What the exercise asks ▸
Copy word for word, please, the lines of the entries below running from the one containing "Wanted = one point per instance on the sweater" to the one containing "x=238, y=535", both ends included.

Given data ▸
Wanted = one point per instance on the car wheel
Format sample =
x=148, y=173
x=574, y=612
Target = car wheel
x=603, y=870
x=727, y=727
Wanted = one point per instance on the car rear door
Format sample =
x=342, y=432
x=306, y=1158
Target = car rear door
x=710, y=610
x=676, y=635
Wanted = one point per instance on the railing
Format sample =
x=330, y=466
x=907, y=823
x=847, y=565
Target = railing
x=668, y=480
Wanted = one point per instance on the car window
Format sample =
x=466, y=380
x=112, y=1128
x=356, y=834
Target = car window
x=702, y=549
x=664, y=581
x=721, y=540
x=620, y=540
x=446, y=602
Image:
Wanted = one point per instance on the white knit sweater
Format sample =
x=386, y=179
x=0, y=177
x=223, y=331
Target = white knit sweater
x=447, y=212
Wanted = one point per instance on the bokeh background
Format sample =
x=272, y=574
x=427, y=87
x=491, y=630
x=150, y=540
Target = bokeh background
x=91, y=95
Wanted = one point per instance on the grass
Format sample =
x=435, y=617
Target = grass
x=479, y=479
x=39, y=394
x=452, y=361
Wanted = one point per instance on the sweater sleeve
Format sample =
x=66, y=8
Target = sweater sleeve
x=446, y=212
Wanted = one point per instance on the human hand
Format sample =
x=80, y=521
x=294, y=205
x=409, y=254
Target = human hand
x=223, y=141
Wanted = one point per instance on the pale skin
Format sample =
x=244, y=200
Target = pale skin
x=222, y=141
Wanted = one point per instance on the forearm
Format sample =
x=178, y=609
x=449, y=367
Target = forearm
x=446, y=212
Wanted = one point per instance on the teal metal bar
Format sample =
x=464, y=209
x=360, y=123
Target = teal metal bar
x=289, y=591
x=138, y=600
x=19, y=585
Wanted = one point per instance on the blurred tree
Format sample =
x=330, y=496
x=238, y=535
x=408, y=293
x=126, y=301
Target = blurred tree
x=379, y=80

Response ▸
Wanted = one point per instance on the sweater sleeve
Format sample =
x=66, y=8
Target = sweater sleeve
x=446, y=212
Wanted = one point per instance on the human hand
Format sample =
x=80, y=521
x=294, y=205
x=409, y=254
Target = human hand
x=223, y=141
Wanted = one point per instance on the pale skin
Format sample =
x=244, y=200
Target = pale skin
x=222, y=141
Wanted = one point per instance on the forearm
Format sample =
x=178, y=609
x=449, y=367
Target = forearm
x=446, y=212
Wanted = one point per instance on the teal metal bar
Format sample =
x=464, y=209
x=360, y=123
Target = teal metal bar
x=289, y=591
x=138, y=600
x=19, y=585
Wanted = one point per instance on the blurred tree
Format sample =
x=330, y=496
x=238, y=535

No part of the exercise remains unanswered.